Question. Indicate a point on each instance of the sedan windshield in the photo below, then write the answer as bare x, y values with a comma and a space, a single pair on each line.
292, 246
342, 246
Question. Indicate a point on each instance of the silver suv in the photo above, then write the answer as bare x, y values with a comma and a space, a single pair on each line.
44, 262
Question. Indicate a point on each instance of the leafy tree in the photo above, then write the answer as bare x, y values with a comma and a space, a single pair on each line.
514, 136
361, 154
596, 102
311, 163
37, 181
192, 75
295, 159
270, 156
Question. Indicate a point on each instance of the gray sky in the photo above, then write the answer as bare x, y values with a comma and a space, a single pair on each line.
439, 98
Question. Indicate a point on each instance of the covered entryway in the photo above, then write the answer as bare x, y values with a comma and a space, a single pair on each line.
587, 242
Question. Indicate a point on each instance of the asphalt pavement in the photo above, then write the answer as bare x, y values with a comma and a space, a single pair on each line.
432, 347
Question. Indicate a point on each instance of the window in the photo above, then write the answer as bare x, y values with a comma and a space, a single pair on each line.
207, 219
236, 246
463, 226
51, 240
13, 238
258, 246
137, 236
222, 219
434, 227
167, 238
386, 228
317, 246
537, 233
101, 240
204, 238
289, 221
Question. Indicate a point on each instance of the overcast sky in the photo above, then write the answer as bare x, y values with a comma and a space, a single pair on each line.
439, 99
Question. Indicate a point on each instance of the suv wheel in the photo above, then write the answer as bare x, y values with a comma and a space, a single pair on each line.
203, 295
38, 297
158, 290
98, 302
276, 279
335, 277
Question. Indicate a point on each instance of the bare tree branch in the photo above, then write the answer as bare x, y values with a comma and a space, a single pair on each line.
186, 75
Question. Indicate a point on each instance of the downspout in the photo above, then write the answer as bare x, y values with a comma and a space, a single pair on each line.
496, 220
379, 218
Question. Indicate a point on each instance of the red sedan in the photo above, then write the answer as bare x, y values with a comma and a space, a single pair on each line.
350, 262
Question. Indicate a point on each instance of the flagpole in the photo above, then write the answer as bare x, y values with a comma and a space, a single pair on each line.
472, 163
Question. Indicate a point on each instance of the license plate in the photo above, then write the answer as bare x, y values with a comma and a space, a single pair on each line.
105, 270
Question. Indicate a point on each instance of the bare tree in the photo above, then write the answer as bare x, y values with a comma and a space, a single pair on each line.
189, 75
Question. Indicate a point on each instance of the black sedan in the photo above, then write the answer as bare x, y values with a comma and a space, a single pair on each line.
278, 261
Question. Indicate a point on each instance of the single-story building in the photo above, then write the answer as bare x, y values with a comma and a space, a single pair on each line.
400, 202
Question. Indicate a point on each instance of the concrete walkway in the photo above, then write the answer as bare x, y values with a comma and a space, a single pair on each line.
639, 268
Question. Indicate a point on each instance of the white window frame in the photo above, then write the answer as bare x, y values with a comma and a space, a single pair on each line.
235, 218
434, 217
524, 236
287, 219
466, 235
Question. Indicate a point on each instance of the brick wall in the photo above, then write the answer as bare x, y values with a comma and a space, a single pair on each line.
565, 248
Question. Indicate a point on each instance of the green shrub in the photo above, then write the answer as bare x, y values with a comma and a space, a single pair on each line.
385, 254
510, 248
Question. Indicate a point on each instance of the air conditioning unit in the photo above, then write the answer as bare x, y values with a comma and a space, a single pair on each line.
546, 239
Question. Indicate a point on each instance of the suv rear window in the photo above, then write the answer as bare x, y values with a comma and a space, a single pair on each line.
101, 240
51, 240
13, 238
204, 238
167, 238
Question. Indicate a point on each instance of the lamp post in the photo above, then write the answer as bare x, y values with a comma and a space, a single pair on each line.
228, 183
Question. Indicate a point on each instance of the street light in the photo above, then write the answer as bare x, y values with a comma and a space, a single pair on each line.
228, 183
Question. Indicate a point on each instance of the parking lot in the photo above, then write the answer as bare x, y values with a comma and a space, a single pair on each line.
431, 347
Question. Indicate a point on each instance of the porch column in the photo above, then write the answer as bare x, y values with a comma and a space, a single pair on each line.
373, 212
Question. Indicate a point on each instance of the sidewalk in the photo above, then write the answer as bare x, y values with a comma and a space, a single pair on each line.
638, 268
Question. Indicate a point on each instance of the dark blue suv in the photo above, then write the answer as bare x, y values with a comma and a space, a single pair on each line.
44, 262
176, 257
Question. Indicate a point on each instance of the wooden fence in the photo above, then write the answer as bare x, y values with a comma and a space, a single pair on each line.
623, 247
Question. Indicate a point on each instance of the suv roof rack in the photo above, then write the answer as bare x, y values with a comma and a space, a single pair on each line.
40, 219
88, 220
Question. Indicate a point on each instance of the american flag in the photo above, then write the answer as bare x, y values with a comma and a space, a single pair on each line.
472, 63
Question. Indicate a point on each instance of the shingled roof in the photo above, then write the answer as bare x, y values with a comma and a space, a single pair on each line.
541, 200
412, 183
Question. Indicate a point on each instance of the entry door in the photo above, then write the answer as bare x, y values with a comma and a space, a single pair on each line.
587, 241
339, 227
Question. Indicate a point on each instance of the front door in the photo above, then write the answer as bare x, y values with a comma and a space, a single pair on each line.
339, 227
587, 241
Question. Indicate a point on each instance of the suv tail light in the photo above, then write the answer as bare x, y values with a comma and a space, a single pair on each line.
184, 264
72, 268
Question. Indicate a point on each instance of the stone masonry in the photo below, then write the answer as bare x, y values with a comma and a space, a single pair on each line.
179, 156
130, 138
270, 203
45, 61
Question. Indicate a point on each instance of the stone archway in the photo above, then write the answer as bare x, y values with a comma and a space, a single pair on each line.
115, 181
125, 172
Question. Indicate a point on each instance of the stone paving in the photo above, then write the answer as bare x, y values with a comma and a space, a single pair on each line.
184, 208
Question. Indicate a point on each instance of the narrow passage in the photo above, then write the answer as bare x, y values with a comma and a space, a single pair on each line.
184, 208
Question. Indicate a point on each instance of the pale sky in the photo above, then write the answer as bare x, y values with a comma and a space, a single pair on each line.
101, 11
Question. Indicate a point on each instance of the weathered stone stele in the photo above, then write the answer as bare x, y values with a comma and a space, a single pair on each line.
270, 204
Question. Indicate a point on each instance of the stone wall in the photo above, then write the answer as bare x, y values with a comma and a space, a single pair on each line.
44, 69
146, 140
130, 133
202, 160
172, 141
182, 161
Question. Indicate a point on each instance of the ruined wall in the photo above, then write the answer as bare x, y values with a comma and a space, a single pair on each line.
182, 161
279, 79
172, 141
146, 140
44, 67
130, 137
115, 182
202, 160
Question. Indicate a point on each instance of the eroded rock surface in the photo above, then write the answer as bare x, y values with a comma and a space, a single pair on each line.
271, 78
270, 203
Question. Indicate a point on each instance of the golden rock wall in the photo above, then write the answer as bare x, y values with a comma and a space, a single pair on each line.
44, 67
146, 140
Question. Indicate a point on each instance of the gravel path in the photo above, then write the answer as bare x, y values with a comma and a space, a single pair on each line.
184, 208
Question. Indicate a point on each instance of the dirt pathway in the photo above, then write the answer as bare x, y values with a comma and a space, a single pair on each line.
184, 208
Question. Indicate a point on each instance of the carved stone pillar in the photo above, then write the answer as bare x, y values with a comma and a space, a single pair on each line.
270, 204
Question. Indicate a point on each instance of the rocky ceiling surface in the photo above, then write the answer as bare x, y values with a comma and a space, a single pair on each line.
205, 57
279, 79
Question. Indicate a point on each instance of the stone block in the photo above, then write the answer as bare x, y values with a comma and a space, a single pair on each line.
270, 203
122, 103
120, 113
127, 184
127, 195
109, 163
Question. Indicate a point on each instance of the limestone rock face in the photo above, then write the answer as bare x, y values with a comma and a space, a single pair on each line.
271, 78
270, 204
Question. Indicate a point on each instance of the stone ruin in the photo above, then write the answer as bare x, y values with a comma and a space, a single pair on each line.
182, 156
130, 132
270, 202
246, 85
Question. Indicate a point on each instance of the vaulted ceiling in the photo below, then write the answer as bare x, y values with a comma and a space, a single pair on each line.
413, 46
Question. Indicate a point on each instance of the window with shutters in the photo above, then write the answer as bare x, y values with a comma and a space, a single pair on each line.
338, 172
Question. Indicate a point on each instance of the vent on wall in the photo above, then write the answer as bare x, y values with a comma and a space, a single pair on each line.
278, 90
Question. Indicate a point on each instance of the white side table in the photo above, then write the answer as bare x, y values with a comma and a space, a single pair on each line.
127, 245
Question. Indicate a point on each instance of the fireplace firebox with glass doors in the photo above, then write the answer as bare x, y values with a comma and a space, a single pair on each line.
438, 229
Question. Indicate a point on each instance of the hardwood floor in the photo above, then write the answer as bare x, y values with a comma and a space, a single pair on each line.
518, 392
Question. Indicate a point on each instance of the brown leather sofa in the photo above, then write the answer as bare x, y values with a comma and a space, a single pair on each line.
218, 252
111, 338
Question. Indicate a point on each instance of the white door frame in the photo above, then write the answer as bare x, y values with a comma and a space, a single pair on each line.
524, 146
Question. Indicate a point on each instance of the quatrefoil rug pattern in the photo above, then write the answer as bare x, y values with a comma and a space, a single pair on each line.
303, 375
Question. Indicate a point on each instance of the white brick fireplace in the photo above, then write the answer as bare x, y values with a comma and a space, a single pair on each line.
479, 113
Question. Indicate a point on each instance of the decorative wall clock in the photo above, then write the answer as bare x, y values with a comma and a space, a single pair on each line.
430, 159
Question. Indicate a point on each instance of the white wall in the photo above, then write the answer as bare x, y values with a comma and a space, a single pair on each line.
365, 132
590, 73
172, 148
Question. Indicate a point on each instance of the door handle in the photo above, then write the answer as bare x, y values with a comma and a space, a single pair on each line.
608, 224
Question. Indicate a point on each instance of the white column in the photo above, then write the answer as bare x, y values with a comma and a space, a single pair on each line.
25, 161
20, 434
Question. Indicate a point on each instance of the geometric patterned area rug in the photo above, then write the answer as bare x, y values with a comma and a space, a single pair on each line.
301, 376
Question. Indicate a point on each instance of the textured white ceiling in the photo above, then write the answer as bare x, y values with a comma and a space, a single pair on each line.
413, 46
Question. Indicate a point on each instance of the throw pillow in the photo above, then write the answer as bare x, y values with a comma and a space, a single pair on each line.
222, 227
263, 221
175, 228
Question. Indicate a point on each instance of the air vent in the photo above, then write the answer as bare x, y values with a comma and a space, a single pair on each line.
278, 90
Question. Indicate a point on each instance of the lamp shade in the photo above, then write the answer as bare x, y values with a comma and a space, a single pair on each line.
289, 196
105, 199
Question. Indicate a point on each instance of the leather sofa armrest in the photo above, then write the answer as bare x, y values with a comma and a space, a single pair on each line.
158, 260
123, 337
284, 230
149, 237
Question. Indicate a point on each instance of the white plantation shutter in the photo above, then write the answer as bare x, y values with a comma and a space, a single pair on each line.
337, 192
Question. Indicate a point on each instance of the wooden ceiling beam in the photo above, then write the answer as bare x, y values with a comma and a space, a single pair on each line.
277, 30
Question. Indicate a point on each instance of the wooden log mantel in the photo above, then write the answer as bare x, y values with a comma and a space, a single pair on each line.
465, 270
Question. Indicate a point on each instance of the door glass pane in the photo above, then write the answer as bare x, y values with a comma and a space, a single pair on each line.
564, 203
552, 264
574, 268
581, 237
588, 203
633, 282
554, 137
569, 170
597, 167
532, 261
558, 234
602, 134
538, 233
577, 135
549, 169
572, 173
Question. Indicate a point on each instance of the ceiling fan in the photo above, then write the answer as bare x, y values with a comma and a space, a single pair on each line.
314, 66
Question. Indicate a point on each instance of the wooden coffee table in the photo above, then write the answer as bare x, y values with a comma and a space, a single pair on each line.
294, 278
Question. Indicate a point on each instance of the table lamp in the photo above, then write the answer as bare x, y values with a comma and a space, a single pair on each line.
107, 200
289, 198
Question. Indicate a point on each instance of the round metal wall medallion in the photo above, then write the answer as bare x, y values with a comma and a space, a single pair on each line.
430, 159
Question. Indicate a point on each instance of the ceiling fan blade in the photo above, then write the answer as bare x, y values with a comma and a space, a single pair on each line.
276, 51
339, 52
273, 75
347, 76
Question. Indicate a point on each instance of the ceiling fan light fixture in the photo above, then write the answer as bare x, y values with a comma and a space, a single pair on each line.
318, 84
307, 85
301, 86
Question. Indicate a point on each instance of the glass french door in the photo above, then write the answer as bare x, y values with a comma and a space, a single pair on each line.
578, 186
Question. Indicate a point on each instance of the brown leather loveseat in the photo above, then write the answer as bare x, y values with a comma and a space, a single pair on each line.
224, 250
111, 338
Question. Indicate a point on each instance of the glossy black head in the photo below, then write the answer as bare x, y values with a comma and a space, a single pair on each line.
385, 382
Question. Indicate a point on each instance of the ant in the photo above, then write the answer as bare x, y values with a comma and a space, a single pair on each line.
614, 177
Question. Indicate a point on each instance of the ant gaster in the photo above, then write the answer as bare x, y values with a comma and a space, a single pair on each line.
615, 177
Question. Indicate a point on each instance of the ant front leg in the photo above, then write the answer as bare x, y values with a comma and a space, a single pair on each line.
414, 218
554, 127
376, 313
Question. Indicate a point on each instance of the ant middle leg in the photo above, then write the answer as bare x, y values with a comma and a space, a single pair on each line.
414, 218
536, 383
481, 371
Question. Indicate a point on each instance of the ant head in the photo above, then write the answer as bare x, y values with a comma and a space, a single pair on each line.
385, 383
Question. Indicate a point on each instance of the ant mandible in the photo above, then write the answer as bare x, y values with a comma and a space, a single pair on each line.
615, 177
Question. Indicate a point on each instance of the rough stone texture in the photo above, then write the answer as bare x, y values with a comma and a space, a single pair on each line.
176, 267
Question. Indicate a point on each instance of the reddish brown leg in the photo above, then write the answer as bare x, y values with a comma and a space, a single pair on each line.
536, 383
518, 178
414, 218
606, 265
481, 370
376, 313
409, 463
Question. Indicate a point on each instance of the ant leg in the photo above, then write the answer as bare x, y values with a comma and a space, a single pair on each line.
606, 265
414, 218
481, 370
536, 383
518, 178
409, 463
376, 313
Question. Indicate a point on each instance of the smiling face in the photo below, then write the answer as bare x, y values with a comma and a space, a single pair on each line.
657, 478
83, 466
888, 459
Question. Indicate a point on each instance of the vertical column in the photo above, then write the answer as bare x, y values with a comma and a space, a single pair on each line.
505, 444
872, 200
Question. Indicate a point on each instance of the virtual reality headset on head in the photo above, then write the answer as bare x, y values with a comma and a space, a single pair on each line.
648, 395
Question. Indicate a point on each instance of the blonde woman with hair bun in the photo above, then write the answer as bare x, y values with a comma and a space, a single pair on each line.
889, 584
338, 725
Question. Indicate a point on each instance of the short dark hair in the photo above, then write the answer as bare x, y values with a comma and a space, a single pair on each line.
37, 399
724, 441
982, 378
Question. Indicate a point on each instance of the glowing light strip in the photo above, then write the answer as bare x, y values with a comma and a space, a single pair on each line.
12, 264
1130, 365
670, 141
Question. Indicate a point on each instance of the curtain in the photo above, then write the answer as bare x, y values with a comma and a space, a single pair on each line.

=-=-=

Directions: Extract every line from the one with "Question. Indicate a point on each instance of the ant leg" down to the final line above, both included, exactly as written.

Output:
Question. Indicate a point on each instance of the ant leg in the photo above, then write the answer as bare x, y values with a comma and a space, a single pair on each line.
606, 265
414, 218
481, 370
536, 383
518, 178
409, 463
376, 313
Question. Indicate a point on each instance of the smiling face in the photo below, then write the answer as bare x, y values with a comma and a space, a single pair on each line.
657, 478
83, 466
888, 459
Question. Indicate a point on each instance of the vertical column in the photo above, then write the answer as bare x, y values with a comma and a space, a single pair on each line.
505, 444
872, 200
Question. Indicate a point on each instance of the virtual reality headset on head in the photo above, then write the answer as bare x, y values with a comma and a space, a single pair on each line.
648, 395
Question. Indicate a point on each instance of the blonde woman with hair bun in the photo above, then write the answer as bare x, y values with a comma and a space, a single pair on each line.
889, 584
338, 725
Question. Indicate a point on each instance of the short dark hair in the photo above, then write the answer as bare x, y values with a comma and a space, a single pair on each line.
37, 399
724, 441
982, 378
Question. Indicate a point on each instance of the glowing light strip in the photo above, then write the answer as bare x, y values with a comma and a space, a single pair on each line.
12, 264
1130, 365
670, 141
Question. Indicate a point on each instance of the curtain in the photo above, then write the answer as bare x, y values with a comma and a space, a single pair on each line.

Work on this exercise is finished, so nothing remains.